### Objectif de l'exercice
D'après le passage fourni, quel principe a été jugé cohérent avec l'objectif de la Convention de décourager l'enlèvement d'enfants lorsqu'un enfant enlevé a été dissimulé ? Répondez en quelques mots, s'il vous plaît.

### Passage fourni
================

Royaume-Uni - Écosse
N.J.C. v. N.P.C. [2008] CSIH 34, 2008 S.C. 571, [Référence INCADAT : HC/E/UKs 996];

États-Unis d'Amérique
Lops v. Lops, 140 F.3d 927 (11th Cir. 1998), [Référence INCADAT : HC/E/USf 125].

Le rapport de Mme Pérez-Vera associe également la dimension préventive à l'objectif de retour de l'instrument (para. 17, 18 et 25), un objectif dont il a beaucoup été question pendant le processus de ratification de la Convention aux États-Unis d'Amérique (voir : Pub. Notice 957, 51 Fed. Reg. 10494, 10505 (1986)) et sur lequel des juges se sont fondés dans cet État contractant dans leur application de la Convention. Voir :

Duarte v. Bardales, 526 F.3d 563 (9th Cir. 2008), [Référence INCADAT : HC/E/USf 1023].

Le fait d'appliquer le principe d'« equitable tolling » lorsqu'un enfant enlevé a été dissimulé a été considéré comme cohérent avec l'objectif de la Convention de décourager l'enlèvement d'enfants.

Furnes v. Reeves, 362 F.3d 702 (11th Cir. 2004), [Référence INCADAT : HC/E/USf 578].

================

### Données fournies

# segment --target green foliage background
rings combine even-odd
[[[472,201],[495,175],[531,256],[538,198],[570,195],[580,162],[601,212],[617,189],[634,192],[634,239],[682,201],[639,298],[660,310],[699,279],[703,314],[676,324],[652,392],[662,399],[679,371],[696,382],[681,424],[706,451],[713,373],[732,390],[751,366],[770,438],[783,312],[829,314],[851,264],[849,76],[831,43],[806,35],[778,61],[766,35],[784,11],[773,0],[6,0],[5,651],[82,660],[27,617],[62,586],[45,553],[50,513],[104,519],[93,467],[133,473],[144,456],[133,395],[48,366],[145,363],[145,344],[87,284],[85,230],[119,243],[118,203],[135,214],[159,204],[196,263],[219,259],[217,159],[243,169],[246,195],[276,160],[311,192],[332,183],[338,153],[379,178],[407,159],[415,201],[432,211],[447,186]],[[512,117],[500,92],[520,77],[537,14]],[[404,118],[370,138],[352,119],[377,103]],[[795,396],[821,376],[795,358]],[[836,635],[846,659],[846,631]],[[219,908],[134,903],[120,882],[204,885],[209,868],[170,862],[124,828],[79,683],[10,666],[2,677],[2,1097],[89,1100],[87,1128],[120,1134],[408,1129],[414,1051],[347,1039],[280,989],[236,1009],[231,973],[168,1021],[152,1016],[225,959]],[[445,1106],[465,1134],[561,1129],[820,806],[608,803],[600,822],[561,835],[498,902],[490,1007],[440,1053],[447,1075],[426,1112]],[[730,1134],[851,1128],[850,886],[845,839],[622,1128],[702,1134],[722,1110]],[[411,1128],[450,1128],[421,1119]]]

================

### Solution de l'exercice
Le principe d'« equitable tolling ».